*SOURCE EXTRACT*.
﻿ Convergence considerations

# Convergence considerations

For early runs, set the convergence criteria loosely, or use Ctrl+F to stop the iterations.

If in doubt, set the convergence criteria very tightly for your final report, e.g.,

CONVERGE=B ; both LCONV= and RCONV= apply

LCONV= .0001 ; largest logit change .0001 logits

RCONV= .01 ; largest score residual .01 score points

MJMLE= 0 ; unlimited JMLE iterations

and be prepared to stop the iterations manually, if necessary, using "Finish Iterating", Ctrl+F, on the File pull-down menu

Remember that convergence criteria tighter than the reported standard error of a measure are somewhat of a numerical fiction.

The Rasch model is non-linear. This means that estimates cannot be obtained immediately and exactly, as can be done with the solution of simultaneous linear equations. Instead, estimates are obtained by means of a series of guesses at the correct answer.

The initial guess made by Winsteps is that all items are equally difficult and all persons equally able. The expected responses based on this guess are compared with the data. Some persons have performed better than expected, some worse. Some items are harder than expected, some easier. New guesses, i.e., estimates, are made of the person abilities and item difficulties, and also the rating (or partial credit) scale structures where relevant.

The data are again examined. This is an "iteration" through the data. Expectations are compared with observations, and revised estimates are computed.

This process continues until the change of the estimates is smaller than specified in LCONV=, or the biggest difference between the marginal "total" scores and the expected scores is smaller than specified in RCONV=. The precise stopping rule is controlled by CONVERGE=. When the estimates are good enough, the iterative process has "converged". Then iteration stops. Fit statistics are computed and the reporting process begins.

There are standard convergence criteria which are suitable for most small and medium-sized complete data sets. LCONV= is harder to satisfy for small complete data sets and many sparse data designs, RCONV= for large complete data sets.

*SHORT TASK A*.
Report each line of the entries below that contains the string "shoulder". Case counts.

*RECORDS FOR PROCESSING*.
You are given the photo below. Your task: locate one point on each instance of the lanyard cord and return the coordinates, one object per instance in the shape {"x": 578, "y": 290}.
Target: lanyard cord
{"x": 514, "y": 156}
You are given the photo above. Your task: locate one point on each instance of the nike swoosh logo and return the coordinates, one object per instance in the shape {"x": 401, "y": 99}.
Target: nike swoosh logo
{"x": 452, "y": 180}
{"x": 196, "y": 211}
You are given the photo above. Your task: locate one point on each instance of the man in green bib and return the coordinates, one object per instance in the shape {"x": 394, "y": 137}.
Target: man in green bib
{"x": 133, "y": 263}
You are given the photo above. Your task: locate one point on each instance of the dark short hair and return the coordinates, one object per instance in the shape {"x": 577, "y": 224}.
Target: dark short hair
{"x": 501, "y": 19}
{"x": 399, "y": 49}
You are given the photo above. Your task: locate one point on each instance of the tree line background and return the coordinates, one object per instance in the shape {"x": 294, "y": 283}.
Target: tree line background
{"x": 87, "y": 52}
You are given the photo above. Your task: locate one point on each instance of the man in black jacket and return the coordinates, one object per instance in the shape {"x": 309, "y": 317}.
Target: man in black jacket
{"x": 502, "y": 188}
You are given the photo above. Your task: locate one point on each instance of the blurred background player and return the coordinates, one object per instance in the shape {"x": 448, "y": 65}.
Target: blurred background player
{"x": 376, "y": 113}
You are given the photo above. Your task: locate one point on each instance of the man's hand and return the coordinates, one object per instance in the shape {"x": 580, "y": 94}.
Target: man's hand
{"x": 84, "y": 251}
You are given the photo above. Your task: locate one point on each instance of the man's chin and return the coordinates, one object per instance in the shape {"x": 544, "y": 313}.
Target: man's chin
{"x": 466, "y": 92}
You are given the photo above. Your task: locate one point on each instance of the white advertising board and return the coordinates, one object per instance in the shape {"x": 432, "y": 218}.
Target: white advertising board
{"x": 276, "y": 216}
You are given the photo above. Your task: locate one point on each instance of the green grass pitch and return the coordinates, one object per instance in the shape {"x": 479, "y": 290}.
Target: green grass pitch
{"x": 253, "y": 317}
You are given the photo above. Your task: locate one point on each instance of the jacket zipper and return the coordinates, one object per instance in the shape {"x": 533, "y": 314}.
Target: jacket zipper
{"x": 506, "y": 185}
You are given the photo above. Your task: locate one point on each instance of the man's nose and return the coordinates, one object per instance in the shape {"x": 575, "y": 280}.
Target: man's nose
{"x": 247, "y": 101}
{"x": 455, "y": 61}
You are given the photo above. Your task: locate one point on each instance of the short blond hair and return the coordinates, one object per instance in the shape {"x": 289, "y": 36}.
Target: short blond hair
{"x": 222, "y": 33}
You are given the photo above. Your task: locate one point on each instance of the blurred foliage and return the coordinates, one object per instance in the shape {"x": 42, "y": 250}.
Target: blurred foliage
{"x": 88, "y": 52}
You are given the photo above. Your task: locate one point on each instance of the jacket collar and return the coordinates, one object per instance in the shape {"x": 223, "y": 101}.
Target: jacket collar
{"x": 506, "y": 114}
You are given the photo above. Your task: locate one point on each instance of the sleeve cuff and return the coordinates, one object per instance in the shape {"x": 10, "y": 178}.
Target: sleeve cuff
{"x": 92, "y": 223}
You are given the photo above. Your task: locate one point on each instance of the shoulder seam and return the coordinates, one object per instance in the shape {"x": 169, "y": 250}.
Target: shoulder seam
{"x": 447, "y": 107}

*SHORT TASK B*.
Pick up the Winsteps convergence considerations text after its last sentence and keep writing it.

*EXPECTED OUTPUT A*.
You are given the photo above. Your task: locate one point on each instance of the shoulder seam and return the coordinates, one object per instance in the shape {"x": 169, "y": 250}.
Target: shoulder seam

*EXPECTED OUTPUT B*.
The "least converged" persons (and items) are those that Winsteps is having the most difficulty estimating. This is not usually because their responses misfit the model but because their scores are extreme. It is more difficult to estimate the measure for a person who scores 1 out of 20 than of a person who scores 10 out of 20 (even if the 10 out of 20 greatly misfit the model). This is because Rasch estimation is done as though the data fit the model. Then, after the estimates have been made, the data are evaluated to determine the extent to which the data do fit the model. It is the same process in linear regression. The parameters are estimated as though the data fit the linear regression model. Then the data are investigated to see whether they do. It is at this later stage that outliers are detected. The Rasch model is a special case of logit-linear regression.

Anchored analyses

Anchor values always misalign somewhat with the current dataset unless they are estimated from it. Thus, the maximum residuals can never reduce to zero. Convergence occurs when the maximum logit change is too small to be meaningful. Accordingly, RCONV= is unproductive and only LCONV= is useful. Suggested specifications are:

CONVERGE = L ; only LCONV is operative

LCONV = .005  ; smaller than visible in standard, two decimal, output.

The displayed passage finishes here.